### Task goal
Can you write out the stretch of the fertility blog excerpt from "Saturday, February 7, 2009" through "nice and understanding.", word for word?

I got an email from the woman that was so helpful at the bank letting me know that my new vials had shipped. She also told me that she got a taste of how difficult and unpleasant my doctor's office is to work with and wished me luck. I'm glad to hear that I'm not the only one who thinks that they could be nicer.

Saturday, February 7, 2009

I got lucky

I talked to the bank and they were very cool about the whole thing. I think the woman that I spoke to felt a little bad for me because she could tell I was fighting back a flood of tears. They said that if the seal on the tank wasn't broken that they would just take back the vials and then send me new ones. If the seal was broken they wouldn't be able to restock the vials so I might be out the money but she was willing to plead my case to her boss and see if she could get him to eat the cost and just swap the vials. She was so nice and understanding.

Good news from the clinic was that the seal hadn't been broken yet. Phew! I called the nice lady at the bank back and she already shipped out the new donor vials so that I would have them on Monday and made all the arrangements to have the other vials shipped back to them. They waived the restocking fee and didn't make me pay the price increase difference that just went in to effect this week for the vials. The only thing I have to pay for is the shipping charge for the new vials.

I didn't have enough time to wait until I knew my status before making a decision. If I'm also positive I might have been able to insist on using that donor but I got the feeling from talking to the nurse that it was going to be a tough battle. If I turn out to be negative I'm not sure I would have risked exposure so in the end it was better to just make the switch. I'm a little sad because I was kind of attached to my first choice and felt really good about the decision.

Friday, February 6, 2009

costly mistake

I made a stupid, stupid rookie mistake when ordering my vials. My donor is cmv positive and I didn't know what that meant until my clinic just called and said that it was a virus.
I feel like such an idiot for just assuming that it wasn't something to worry about and didn't even bother to find out what it meant before purchasing. My clinic said that it had to be returned and I have to go in for blood work today. They also said that this cycle might have to be cancelled if I can't get everything straighted out quickly.

This means that I'm going to lose all that money because it clearly said he was cmv positive and I bought it anyway doesn't it? I bought 2 vials and had them shipped so I'm double screwed.

I can't believe this.

My debit card is sizzling

Did anyone else get all excited tracking their sperm while it was being shipped? Mic arrived safe and sound at the clinic on Wednesday. I clapped to myself when I saw the delivery confirmation online. I've already paid the clinic for the IUI so now I'm just waiting to ovulate. I'm guessing that Friday the 13th will be IUI day. If this works baby will be arriving around Halloween so I'm going to look at F13 as a lucky day since it's kind of spooky - just like Halloween.

Has anyone asked to keep the empty vial after an IUI? I heard about http://www.cabrimed.org/ on the Donor Sibling Registry message board. It looks like they can use the vials to test for genetic markers and see if they have any matches in their database. I want to ask to keep the vial just in case I want to do that in the future. I betting that the clinic won't want me to have it.

Thanks for the distraction suggestions. I had no idea you could play solitaire online. I play a few hands on my iPod every night before I fall asleep. Now I can play without running down the iPod battery.


Someone on the SMC yahoo group posted this link to a NY Times article about SMC families that was pretty interesting. It was great to read about fellow SMCs helping each other out and vacationing together.

### Extracted records

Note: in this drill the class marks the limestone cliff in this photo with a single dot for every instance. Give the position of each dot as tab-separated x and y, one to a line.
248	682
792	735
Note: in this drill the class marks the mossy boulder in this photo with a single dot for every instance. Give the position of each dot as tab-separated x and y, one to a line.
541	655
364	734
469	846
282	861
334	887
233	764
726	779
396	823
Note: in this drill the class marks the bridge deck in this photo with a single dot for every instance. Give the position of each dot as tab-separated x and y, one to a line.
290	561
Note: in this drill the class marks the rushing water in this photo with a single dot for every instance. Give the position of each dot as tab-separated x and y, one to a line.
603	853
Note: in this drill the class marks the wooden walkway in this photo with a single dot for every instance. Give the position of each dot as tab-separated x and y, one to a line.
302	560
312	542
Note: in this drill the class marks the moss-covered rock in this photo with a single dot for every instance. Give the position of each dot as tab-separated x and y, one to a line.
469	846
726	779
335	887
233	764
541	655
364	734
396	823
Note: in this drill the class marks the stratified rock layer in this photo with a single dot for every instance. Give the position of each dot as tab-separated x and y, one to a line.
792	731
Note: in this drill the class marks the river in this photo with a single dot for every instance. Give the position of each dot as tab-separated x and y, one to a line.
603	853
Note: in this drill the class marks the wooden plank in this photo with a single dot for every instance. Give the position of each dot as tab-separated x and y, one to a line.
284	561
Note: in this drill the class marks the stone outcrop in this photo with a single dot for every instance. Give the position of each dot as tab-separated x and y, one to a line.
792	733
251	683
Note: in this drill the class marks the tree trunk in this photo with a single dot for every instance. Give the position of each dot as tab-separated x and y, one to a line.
--
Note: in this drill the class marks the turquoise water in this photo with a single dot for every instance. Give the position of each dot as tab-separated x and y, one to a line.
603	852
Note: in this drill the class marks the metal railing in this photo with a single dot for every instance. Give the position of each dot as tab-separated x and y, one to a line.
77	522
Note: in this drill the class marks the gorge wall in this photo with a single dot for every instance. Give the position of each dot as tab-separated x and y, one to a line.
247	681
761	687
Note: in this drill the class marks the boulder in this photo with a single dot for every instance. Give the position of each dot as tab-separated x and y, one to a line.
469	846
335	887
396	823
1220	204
* * *
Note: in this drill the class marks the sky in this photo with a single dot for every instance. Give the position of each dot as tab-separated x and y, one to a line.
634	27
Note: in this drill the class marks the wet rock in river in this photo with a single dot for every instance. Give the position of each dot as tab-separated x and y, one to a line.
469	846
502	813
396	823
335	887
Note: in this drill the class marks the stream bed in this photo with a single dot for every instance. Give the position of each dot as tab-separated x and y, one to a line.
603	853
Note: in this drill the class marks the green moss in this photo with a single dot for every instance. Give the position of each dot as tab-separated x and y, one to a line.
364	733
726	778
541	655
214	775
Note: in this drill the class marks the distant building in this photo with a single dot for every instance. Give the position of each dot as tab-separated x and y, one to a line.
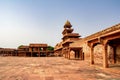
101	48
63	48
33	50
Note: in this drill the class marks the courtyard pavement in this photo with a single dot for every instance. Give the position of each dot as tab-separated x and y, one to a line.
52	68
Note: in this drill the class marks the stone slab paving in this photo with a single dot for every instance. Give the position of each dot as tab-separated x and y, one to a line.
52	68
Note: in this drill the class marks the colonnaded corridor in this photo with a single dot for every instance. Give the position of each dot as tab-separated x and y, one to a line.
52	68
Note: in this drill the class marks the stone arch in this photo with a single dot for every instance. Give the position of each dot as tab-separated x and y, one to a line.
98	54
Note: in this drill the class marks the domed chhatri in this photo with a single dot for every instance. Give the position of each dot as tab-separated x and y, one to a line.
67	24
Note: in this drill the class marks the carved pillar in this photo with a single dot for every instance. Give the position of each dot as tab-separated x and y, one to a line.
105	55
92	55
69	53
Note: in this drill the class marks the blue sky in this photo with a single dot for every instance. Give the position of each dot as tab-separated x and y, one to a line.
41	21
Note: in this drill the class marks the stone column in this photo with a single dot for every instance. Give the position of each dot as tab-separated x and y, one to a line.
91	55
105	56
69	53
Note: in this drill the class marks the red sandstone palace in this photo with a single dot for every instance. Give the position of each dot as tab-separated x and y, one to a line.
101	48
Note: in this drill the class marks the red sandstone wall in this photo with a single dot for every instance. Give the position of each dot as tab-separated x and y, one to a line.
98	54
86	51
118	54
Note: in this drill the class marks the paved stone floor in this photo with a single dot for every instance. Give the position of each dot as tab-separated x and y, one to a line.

### Solution
Saturday, February 7, 2009

I got lucky

I talked to the bank and they were very cool about the whole thing. I think the woman that I spoke to felt a little bad for me because she could tell I was fighting back a flood of tears. They said that if the seal on the tank wasn't broken that they would just take back the vials and then send me new ones. If the seal was broken they wouldn't be able to restock the vials so I might be out the money but she was willing to plead my case to her boss and see if she could get him to eat the cost and just swap the vials. She was so nice and understanding.